═══ SUPPLIED RECORDS
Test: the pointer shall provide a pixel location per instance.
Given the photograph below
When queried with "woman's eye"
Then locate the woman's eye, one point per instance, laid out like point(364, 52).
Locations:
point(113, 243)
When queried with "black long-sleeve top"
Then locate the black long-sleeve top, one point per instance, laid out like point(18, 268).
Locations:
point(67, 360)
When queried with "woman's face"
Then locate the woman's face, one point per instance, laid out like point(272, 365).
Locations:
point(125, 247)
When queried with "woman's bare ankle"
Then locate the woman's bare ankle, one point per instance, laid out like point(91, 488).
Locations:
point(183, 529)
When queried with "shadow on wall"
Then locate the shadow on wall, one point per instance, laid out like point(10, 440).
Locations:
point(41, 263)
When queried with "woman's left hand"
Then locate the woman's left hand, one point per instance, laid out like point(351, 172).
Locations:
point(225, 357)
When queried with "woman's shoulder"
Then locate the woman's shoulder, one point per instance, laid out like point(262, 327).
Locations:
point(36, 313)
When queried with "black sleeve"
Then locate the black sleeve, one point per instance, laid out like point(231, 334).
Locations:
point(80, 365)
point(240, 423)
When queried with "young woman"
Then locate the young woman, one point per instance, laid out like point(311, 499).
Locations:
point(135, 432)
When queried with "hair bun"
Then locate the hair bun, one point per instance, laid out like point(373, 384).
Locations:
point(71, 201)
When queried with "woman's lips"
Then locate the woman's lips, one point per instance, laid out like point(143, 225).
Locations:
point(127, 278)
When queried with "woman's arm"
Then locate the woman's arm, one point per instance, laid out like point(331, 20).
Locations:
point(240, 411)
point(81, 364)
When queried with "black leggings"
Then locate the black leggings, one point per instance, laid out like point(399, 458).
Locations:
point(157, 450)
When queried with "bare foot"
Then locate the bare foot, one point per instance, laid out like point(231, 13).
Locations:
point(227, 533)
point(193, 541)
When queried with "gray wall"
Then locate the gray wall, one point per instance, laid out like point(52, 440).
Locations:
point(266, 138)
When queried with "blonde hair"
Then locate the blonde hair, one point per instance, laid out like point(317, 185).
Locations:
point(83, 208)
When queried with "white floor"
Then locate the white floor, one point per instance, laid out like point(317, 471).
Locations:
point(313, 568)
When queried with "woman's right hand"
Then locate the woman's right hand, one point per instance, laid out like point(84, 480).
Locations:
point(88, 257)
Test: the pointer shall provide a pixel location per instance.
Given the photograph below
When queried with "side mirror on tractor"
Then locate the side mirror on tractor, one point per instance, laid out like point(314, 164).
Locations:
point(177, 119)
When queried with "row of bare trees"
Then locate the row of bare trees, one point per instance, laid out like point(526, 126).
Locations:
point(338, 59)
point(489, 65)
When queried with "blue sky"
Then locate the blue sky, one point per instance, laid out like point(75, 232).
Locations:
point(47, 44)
══════
[DO THIS]: Rewrite the material, from its first line through the line containing "point(183, 529)", as a two-column CSV with the headers instruction and answer, one row per instruction. Put each instruction's text and its answer in a single quoted field, with line breaks replaced by spaces.

[RESPONSE TO THIS EXERCISE]:
instruction,answer
"Test: the pointer shall provide a pixel location per instance. Given the photograph below When queried with ""woman's eye"" Then locate the woman's eye, one point per instance, laid out like point(364, 52). Locations:","point(113, 243)"
"When queried with ""black long-sleeve top"" Then locate the black long-sleeve top, one point per instance, laid out like point(18, 268). Locations:","point(67, 360)"
"When queried with ""woman's face"" Then locate the woman's face, one point per instance, laid out like point(272, 365). Locations:","point(125, 247)"
"When queried with ""woman's bare ankle"" Then locate the woman's bare ankle, one point per instance, laid out like point(91, 488). Locations:","point(183, 529)"